> DOCUMENT EXCERPT:
Men Have More Memory Problems than Women


If you want to remember where you parked the car or put your keys, ask a woman. Researchers from the Mayo Alzheimer’s Disease Research Center report that elderly men have more momentary memory problems—typical of mild cognitive impairment—than elderly women.

Mild Cognitive Impairment

According to the Alzheimer’s Association, mild cognitive impairment (MCI) is a condition in which individuals have difficulties with memory, language, and other mental functions severe enough that other people notice and it can be measured on certain tests, but not serious enough to disrupt daily life. While there are several types of mild cognitive impairment, the one that has been studied the most is called amnestic MCI.

People who have MCI have an increased risk of developing Alzheimer’s disease over the next few years, but not everyone goes on to have the disease. An estimated 15 percent of people with MCI progress to Alzheimer’s each year.


The Food and Drug Administration (FDA) has not approved any treatments for MCI, although researchers have had some limited success reducing the risk of progressing from amnestic MCI to Alzheimer’s disease for about one year when patients take donepezil (Aricept).

> EXPLORE THE MATERIAL:
A. Decide whether each statement agrees with the article on memory problems in men and women, answering yes or no and quoting the words of the article that decide it: (i) The FDA has approved donepezil as a treatment for MCI. (ii) An estimated 15 percent of people with MCI progress to Alzheimer's disease each year. (iii) Elderly women have more momentary memory problems than elderly men.
B. Please carry on the article on memory problems in men and women from the point where it stops.

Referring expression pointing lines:
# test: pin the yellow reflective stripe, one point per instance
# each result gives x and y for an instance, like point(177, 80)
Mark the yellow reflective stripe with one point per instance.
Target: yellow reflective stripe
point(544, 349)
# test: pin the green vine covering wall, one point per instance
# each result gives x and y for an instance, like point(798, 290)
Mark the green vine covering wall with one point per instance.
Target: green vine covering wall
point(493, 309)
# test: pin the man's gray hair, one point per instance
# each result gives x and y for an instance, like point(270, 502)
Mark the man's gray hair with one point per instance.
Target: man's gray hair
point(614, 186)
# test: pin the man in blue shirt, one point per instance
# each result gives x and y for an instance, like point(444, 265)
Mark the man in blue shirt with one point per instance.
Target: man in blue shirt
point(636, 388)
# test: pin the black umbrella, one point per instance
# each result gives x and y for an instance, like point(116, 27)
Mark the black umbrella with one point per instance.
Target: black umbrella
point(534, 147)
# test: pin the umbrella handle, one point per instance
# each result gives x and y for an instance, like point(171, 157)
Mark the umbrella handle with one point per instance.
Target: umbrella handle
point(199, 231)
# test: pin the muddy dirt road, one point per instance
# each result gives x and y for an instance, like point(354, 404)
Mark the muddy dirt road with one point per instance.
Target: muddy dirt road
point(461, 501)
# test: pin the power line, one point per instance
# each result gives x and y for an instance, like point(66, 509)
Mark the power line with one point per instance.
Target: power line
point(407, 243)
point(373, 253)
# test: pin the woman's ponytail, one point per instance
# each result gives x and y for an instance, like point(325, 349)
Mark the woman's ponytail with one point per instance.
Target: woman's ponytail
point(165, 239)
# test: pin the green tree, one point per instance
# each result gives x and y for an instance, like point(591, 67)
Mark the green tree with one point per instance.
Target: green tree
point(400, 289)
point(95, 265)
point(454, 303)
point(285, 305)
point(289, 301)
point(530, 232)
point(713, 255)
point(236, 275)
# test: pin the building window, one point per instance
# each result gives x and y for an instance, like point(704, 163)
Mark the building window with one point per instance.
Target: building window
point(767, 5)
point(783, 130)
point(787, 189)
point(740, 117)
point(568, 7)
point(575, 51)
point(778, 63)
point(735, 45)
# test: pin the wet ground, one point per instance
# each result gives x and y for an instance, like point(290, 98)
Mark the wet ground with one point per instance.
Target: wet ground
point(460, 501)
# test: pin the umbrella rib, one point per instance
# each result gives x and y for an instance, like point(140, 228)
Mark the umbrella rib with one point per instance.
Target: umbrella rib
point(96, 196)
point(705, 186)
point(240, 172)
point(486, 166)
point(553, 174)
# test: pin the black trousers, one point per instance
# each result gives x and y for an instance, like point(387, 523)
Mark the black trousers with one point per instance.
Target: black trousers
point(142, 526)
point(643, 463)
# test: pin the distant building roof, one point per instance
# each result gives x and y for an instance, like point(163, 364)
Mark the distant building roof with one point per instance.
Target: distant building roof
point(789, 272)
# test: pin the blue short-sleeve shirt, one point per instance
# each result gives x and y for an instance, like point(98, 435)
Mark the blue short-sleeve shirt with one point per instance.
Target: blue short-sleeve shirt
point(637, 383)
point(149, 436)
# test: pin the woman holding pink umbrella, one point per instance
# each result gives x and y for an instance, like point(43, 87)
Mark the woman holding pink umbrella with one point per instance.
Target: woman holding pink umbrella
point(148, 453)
---
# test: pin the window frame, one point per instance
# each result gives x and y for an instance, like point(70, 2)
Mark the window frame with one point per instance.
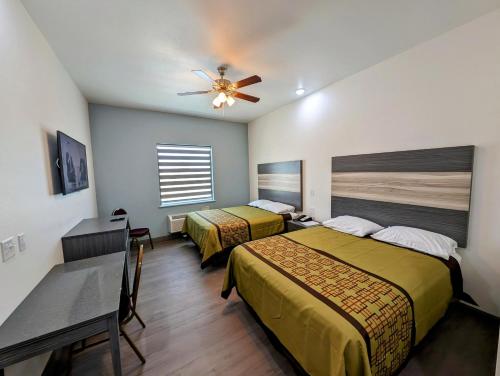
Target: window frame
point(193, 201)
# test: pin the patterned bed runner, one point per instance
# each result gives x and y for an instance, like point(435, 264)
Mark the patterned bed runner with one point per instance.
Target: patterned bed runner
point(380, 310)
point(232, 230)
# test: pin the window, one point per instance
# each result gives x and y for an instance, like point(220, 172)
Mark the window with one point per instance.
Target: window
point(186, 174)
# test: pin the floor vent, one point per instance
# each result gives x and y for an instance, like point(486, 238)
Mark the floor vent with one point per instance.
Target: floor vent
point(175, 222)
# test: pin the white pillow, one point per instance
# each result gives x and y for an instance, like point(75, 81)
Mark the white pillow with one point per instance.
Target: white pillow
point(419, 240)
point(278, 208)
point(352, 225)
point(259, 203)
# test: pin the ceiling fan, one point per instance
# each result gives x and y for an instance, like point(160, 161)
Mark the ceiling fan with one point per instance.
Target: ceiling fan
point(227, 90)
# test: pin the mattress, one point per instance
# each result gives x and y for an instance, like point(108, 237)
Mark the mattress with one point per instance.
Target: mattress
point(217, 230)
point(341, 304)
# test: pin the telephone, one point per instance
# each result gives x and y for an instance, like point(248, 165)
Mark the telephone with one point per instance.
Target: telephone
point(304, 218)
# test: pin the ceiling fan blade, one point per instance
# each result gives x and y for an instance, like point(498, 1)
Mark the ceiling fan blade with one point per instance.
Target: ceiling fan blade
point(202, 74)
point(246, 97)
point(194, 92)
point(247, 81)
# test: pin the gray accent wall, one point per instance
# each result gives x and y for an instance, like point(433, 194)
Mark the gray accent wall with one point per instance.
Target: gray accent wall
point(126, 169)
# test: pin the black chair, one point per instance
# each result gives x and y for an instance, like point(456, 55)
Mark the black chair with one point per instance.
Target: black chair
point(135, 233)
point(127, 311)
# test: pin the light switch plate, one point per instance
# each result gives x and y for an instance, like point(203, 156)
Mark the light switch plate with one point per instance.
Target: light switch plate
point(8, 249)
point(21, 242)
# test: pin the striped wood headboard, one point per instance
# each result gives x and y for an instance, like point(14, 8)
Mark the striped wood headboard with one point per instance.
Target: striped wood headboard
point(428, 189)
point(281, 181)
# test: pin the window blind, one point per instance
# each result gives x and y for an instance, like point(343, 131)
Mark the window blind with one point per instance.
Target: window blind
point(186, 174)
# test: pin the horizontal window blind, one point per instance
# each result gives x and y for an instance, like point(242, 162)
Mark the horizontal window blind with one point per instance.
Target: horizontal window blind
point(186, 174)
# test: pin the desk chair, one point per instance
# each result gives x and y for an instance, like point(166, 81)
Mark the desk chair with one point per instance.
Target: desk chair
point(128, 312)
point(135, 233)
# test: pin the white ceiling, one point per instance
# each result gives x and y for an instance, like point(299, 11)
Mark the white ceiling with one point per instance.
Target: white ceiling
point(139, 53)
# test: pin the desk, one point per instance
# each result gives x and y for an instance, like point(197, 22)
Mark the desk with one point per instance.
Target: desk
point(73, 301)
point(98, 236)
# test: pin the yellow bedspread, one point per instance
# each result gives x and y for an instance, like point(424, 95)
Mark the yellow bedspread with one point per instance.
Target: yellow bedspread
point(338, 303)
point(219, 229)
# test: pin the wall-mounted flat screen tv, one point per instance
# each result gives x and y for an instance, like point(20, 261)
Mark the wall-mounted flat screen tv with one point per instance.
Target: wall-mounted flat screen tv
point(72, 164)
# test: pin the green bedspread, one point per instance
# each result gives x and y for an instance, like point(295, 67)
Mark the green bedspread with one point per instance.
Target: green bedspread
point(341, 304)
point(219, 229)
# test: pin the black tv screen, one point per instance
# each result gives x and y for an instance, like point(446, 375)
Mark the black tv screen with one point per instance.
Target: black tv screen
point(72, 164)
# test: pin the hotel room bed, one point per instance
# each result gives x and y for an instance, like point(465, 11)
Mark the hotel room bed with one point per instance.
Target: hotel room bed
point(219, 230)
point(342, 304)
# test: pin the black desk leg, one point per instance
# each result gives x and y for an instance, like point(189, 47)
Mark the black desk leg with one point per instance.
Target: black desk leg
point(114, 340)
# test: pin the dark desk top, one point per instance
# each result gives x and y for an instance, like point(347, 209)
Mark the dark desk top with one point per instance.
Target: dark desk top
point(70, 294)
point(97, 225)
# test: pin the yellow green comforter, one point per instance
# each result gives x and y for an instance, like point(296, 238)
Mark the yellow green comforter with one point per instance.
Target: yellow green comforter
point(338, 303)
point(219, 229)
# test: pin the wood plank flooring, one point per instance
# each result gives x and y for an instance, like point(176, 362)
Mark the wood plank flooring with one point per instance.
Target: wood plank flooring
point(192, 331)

> ANSWERS TO EACH TASK:
A.
(i) No: "The Food and Drug Administration (FDA) has not approved any treatments for MCI"
(ii) Yes: "An estimated 15 percent of people with MCI progress to Alzheimer’s each year."
(iii) No: "elderly men have more momentary memory problems—typical of mild cognitive impairment—than elderly women."

B.
The researchers conducted neurologic evaluations and neuropsychological testing with 1,969 men and women without dementia who were 70 to 89 years old on October 1, 2004. Among this group, 329 participants had mild cognitive impairment, for a prevalence of 16 percent. Among men, however, prevalence was 19 percent, compared with 14 percent among women. Memory problems were also more prevalent among participants who had never married and among those who had an APOE 3 or 4 genotype.

The higher prevalence of mild cognitive impairment among men may indicate that women make the transition from normal memory abilities directly to dementia at a later age but more abruptly. Dr. Ronald Petersen, one of the study’s authors, remarked that the findings were surprising because, as he told Reuters Health, “most people believe that women are at higher risk than men.”

Although this study indicates that elderly men have more memory problems than their female counterparts, MCI is a significant concern for all older adults. Despite the lack of effective treatments for preventing the decline from MCI to Alzheimer’s disease, Petersen recommended that older men and women stay as physically and socially active as possible while also following a healthy diet.